Swap "marker" for "pin" in the lines that start with the one containing "Find the blue" and run through the last line, leaving everything else unchanged. Return only those lines.

>> Start

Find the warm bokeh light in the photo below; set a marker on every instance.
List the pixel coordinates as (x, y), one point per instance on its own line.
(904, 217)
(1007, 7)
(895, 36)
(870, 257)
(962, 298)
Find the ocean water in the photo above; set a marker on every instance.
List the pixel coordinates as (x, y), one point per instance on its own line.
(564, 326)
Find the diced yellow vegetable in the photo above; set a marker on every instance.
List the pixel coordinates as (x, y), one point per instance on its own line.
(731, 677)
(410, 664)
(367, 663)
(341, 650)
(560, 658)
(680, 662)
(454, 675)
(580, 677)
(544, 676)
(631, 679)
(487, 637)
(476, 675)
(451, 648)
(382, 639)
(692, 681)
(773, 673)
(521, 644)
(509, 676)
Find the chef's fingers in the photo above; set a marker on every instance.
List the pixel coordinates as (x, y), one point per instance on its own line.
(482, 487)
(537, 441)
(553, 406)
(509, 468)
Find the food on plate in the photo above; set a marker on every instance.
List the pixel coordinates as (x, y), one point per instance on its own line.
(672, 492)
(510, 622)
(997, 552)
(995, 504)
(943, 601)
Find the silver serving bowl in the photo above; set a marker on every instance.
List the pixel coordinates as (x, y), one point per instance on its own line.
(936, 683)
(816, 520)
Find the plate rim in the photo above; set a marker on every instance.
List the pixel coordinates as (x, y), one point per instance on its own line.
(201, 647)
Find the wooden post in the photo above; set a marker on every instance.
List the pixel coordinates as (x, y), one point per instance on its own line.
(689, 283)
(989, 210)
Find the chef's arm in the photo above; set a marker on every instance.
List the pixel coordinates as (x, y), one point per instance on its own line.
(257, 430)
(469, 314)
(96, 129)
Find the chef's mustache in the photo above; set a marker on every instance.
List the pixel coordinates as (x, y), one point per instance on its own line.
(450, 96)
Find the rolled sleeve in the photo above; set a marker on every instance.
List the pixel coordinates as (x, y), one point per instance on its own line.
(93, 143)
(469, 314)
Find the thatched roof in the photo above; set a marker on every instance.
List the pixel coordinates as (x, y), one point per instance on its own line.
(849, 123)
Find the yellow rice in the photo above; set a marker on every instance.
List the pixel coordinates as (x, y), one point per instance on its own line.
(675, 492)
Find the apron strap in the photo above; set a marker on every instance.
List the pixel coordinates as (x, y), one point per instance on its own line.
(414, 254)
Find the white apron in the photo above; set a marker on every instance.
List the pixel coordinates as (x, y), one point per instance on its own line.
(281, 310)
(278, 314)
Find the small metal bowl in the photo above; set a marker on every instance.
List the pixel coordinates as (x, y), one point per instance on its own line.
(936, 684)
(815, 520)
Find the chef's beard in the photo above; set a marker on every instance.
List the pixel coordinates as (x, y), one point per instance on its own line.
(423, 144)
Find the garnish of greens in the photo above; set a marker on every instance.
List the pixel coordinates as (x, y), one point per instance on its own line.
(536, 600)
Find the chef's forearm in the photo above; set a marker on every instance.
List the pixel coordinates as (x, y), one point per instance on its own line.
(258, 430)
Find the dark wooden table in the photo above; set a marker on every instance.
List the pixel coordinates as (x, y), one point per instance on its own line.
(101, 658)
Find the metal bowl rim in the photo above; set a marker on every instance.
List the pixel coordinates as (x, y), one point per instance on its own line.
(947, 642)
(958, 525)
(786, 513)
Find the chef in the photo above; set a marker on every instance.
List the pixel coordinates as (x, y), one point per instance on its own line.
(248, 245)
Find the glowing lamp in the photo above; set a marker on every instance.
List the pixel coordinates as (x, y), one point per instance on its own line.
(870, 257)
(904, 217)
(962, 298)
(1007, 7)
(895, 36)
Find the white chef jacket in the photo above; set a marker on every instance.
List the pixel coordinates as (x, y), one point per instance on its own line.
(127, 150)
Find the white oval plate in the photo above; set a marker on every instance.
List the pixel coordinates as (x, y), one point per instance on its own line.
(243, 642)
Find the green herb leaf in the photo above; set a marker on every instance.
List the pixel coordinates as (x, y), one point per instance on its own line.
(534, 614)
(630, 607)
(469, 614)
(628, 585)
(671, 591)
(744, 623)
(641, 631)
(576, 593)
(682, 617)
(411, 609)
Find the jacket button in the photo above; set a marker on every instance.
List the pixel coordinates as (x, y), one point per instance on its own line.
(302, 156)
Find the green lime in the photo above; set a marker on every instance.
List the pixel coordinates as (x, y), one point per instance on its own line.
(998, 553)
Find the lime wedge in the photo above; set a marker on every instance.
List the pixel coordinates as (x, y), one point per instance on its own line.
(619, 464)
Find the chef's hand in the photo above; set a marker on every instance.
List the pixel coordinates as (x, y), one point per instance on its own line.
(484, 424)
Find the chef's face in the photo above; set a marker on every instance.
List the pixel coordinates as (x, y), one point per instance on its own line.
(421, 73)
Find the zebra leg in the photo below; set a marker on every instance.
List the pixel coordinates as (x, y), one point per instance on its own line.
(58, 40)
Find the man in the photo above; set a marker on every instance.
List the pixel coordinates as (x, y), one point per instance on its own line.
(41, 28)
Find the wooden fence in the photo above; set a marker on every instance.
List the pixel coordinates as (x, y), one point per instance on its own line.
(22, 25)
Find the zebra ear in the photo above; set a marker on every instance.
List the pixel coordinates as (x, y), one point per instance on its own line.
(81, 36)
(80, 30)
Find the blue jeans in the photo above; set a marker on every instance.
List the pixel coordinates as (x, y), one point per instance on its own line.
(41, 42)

>> End

→ Result below:
Find the blue jeans in the photo above; set a pin on every instance.
List the pixel coordinates as (x, y), one point per instance on its own line.
(41, 42)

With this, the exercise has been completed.